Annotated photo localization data
- - - -
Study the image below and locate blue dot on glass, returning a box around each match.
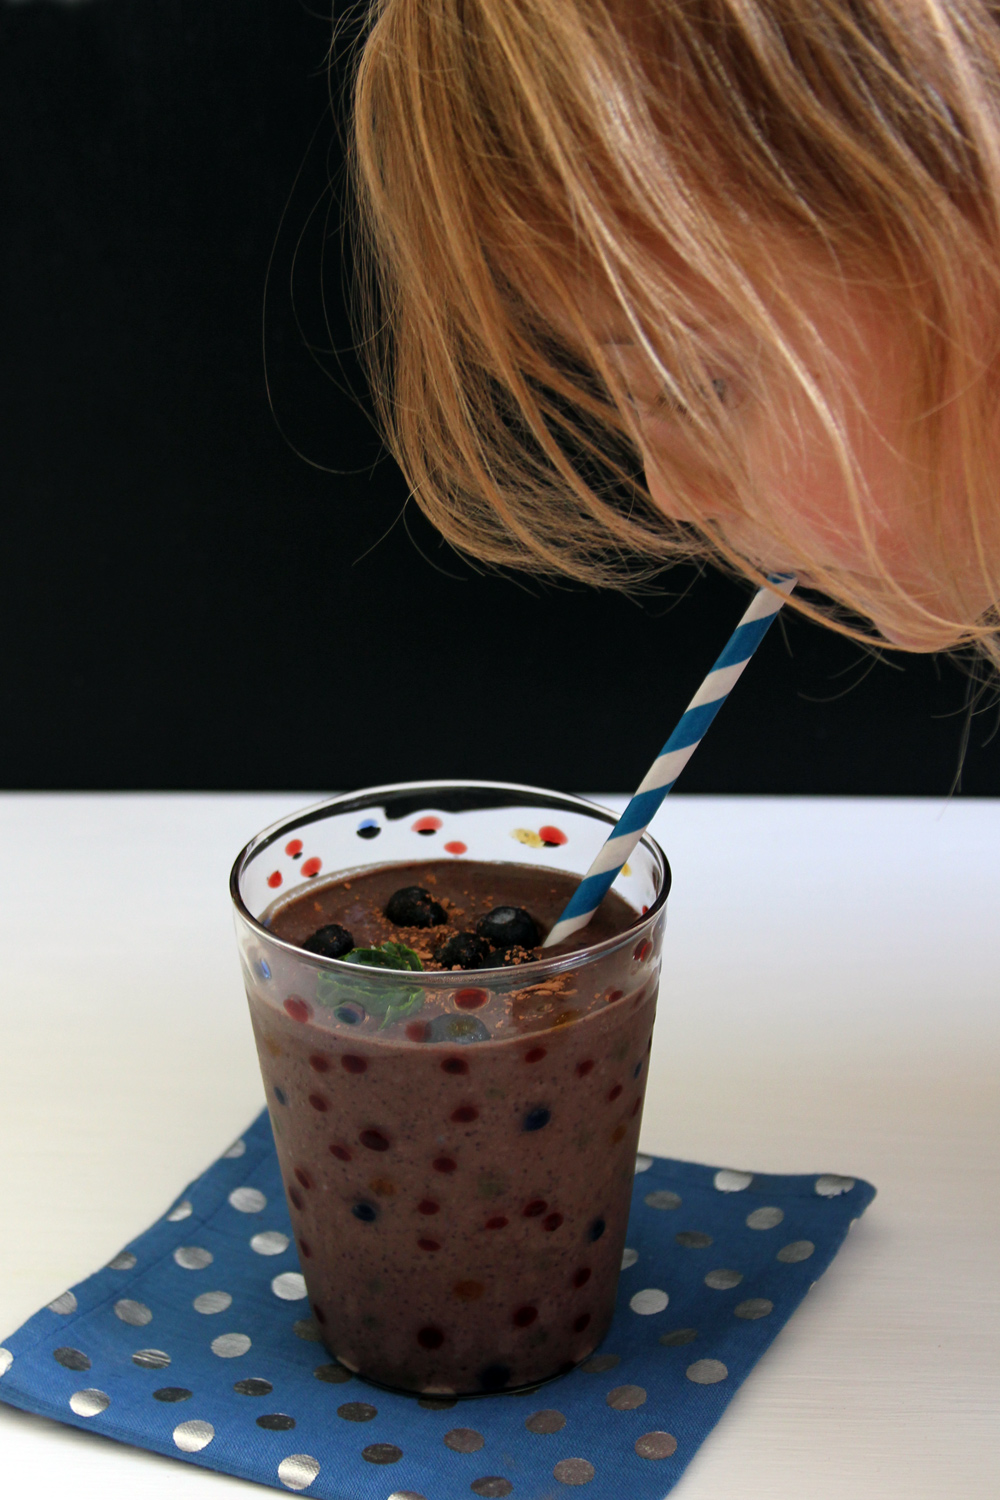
[523,1107,551,1133]
[273,1086,288,1107]
[588,1217,606,1241]
[633,1060,643,1078]
[258,959,272,981]
[479,1363,511,1392]
[357,820,381,840]
[336,1003,365,1026]
[352,1202,378,1223]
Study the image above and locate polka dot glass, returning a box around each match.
[231,783,670,1393]
[0,1111,875,1498]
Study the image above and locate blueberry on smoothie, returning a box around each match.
[303,923,354,958]
[475,906,540,950]
[484,944,534,967]
[436,932,492,970]
[385,886,447,927]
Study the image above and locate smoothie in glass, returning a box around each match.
[231,782,669,1395]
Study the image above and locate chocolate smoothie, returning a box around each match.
[244,858,661,1394]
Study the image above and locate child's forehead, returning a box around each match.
[500,198,810,352]
[544,276,745,354]
[526,228,765,350]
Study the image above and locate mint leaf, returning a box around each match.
[315,941,425,1029]
[374,992,426,1025]
[342,941,424,973]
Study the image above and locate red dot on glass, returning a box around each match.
[418,1238,441,1252]
[284,996,311,1024]
[608,1084,623,1102]
[455,988,487,1011]
[605,989,625,1006]
[451,1105,479,1124]
[301,857,322,878]
[360,1128,390,1152]
[342,1055,367,1074]
[298,1237,312,1258]
[543,1213,564,1232]
[512,1305,538,1328]
[538,825,567,846]
[524,1047,547,1064]
[329,1144,351,1162]
[576,1059,595,1078]
[417,1325,445,1349]
[288,1186,304,1211]
[309,1054,331,1073]
[285,839,303,857]
[641,904,649,915]
[411,816,442,835]
[294,1167,313,1190]
[267,870,282,889]
[485,1216,508,1231]
[572,1267,591,1288]
[406,1021,431,1043]
[444,840,467,855]
[308,1093,329,1113]
[633,939,652,963]
[441,1056,469,1075]
[523,1199,547,1218]
[631,1097,642,1117]
[417,1199,440,1215]
[433,1156,457,1174]
[312,1302,326,1325]
[573,1312,591,1333]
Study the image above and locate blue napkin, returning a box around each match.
[0,1110,874,1498]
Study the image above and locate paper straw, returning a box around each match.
[543,575,796,949]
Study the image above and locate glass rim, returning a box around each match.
[230,778,671,987]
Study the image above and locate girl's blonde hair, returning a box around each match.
[349,0,1000,655]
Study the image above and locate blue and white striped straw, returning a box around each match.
[543,575,796,949]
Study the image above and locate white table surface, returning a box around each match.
[0,793,997,1498]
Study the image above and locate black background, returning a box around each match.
[3,0,998,795]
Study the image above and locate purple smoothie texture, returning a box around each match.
[244,858,662,1394]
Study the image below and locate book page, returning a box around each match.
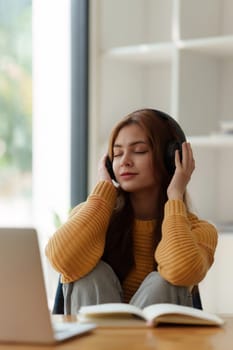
[78,303,224,327]
[78,317,148,328]
[79,303,145,320]
[142,303,224,326]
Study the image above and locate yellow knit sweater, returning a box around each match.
[45,181,218,302]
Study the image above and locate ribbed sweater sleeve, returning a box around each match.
[45,181,117,283]
[155,200,218,286]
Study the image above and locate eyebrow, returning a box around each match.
[113,141,147,148]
- - - -
Task item:
All lines from the one holding "Study the image above and locate purple" through the last line of the records need to be copied exactly, both ends included, and the pictures left behind.

Your response:
Study the image above and locate purple smoothie texture, returning a box around each match.
[244,858,662,1394]
Study the image below and locate book page, returning a box around each match.
[78,303,224,327]
[78,317,148,328]
[79,303,145,320]
[142,303,224,326]
Study the image above and locate yellow knit sweater, returning a box around each match.
[45,181,218,302]
Study the image above and locate ribbed sweater sleeve, returning a box around each match.
[45,181,117,283]
[155,200,218,286]
Study the image above and locate eyebrow, returning a box around each match.
[113,141,147,148]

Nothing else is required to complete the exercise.